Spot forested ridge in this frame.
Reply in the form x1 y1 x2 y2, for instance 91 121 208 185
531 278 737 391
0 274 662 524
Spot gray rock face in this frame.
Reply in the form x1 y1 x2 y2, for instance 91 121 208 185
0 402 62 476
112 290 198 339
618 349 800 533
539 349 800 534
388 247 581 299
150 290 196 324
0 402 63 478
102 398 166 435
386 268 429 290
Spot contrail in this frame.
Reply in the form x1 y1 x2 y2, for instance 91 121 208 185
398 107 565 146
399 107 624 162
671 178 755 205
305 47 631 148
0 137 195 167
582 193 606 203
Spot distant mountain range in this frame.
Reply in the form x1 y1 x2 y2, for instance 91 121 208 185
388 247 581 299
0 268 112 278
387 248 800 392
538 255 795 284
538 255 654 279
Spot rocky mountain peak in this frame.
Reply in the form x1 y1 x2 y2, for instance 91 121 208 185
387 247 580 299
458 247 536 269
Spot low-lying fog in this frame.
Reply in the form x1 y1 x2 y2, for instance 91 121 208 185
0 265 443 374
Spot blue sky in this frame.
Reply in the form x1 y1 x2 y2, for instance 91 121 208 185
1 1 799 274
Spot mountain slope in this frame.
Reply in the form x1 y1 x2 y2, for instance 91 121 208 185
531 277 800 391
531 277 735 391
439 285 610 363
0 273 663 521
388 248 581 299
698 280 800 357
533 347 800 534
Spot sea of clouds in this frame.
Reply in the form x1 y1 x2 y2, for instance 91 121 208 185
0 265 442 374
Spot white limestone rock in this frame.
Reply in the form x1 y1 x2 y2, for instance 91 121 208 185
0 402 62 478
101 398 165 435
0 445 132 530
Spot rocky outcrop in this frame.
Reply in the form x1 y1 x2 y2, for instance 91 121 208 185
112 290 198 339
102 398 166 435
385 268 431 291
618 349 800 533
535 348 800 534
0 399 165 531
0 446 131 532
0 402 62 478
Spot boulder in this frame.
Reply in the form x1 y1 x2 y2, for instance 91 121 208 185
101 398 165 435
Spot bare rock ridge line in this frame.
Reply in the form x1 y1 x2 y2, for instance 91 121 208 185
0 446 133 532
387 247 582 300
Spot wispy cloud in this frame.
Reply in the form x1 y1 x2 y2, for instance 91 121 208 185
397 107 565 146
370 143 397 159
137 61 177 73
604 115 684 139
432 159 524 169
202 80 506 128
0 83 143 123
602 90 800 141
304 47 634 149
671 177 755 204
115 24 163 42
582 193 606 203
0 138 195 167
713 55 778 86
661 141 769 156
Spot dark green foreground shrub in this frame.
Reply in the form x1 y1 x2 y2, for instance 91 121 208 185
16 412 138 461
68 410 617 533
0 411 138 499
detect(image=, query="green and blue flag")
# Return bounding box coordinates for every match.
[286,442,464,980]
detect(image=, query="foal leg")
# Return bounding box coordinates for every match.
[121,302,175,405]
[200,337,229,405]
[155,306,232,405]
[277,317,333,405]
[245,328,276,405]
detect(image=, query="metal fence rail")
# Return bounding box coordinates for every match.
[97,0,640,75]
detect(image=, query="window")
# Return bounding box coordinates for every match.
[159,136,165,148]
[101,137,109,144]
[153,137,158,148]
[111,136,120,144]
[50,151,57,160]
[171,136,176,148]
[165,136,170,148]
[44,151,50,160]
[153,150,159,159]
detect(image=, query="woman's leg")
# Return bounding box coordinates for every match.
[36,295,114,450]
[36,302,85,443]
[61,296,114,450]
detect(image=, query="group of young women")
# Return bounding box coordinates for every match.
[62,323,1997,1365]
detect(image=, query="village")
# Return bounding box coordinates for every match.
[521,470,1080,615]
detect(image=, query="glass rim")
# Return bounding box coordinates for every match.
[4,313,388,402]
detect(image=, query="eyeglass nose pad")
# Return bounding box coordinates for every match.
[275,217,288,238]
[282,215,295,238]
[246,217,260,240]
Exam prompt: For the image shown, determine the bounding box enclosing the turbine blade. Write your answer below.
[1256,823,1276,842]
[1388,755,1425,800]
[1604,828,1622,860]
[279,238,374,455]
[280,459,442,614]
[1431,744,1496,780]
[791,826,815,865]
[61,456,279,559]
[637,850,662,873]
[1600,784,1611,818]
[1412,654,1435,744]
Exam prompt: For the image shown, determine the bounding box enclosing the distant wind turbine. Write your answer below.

——————

# What needs to be done
In the listing above, find the line containing "Spot gray rock face in this frame." and the line containing "Spot contrail in this frame.", then retype both and every line between them exactly, with nothing else.

# Finished exercise
Spot gray rock face in this frame.
Reply in the form x1 y1 x2 y2, for instance 91 121 208 185
0 402 62 476
112 290 198 339
618 349 800 533
539 349 800 534
388 247 581 299
150 290 196 324
0 402 63 478
102 398 166 435
386 268 429 290
Spot contrail in this frame.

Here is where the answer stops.